**TASK TO COMPLETE:** Rewrite the listing from the line containing "Mark the gray" through the end, swapping "coverage chart" for "summary table" and keeping everything else the same.

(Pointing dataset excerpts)
# # # # #

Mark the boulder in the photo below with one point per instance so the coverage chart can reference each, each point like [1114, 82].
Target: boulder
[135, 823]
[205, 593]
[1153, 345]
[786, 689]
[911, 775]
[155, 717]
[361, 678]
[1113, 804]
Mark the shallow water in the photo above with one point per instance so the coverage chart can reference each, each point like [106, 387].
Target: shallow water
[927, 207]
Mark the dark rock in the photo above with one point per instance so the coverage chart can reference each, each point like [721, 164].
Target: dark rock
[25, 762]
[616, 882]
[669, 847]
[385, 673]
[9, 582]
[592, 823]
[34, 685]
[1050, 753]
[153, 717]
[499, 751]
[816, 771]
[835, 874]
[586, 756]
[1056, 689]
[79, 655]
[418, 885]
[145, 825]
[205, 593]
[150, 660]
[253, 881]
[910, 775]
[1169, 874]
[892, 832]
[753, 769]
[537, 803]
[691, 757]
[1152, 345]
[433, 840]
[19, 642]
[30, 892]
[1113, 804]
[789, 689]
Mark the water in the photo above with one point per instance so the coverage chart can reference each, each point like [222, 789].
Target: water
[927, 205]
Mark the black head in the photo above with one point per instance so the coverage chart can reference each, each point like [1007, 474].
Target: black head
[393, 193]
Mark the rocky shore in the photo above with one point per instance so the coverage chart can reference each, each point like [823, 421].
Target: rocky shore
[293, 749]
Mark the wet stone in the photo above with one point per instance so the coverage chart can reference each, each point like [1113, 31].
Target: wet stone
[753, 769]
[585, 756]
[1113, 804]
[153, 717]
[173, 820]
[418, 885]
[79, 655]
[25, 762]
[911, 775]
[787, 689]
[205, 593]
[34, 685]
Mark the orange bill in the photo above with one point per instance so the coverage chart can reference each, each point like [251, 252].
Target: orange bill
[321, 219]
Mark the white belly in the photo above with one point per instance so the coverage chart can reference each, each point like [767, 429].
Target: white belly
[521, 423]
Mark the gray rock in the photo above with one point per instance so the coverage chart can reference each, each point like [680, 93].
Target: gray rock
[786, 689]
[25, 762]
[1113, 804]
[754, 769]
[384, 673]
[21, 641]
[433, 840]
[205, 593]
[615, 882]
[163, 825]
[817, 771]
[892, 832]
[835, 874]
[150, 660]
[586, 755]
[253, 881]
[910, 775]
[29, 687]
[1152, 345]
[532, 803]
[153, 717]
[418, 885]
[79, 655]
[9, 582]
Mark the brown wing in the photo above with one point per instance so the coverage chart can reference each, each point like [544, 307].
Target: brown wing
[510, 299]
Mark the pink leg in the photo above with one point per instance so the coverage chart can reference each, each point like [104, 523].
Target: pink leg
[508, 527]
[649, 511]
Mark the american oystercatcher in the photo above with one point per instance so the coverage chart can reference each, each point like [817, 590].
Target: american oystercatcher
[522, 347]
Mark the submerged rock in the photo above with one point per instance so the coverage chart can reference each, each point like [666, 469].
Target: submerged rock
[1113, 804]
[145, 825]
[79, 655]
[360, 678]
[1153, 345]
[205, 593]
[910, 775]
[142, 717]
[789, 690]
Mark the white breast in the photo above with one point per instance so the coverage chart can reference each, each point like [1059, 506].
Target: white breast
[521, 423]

# # # # #

**FULL ANSWER:**
Mark the gray rock in the photo above with one point per instance so the summary table can reference each, each point like [680, 93].
Target: gray rock
[786, 689]
[25, 762]
[1113, 804]
[754, 769]
[384, 673]
[21, 641]
[433, 840]
[205, 593]
[615, 882]
[163, 825]
[817, 771]
[892, 832]
[835, 874]
[150, 660]
[586, 755]
[253, 881]
[910, 775]
[29, 687]
[1152, 345]
[532, 803]
[153, 717]
[418, 885]
[79, 655]
[9, 582]
Mark the brown wing in the photo above with one point per instance so the summary table can reference each, each point like [544, 307].
Target: brown wing
[510, 299]
Mark the pink leg in the photo above with one point per instance so the summary table can reference each, each point like [104, 523].
Target: pink leg
[508, 527]
[649, 511]
Mark the american oystercatcher in the photo above with one point per instance so the summary table can reference each, each point like [817, 590].
Target: american oystercatcher
[522, 347]
Mark the submerged rock in the photo above with one point per instance so the summary table can reference each, each point like [666, 469].
Target: submerged rock
[1113, 804]
[145, 825]
[79, 655]
[360, 678]
[1153, 345]
[205, 593]
[910, 775]
[142, 717]
[789, 690]
Mark the white breast in the photo above with one point per instance so the summary table can reference each, each point like [1059, 506].
Target: white breast
[521, 423]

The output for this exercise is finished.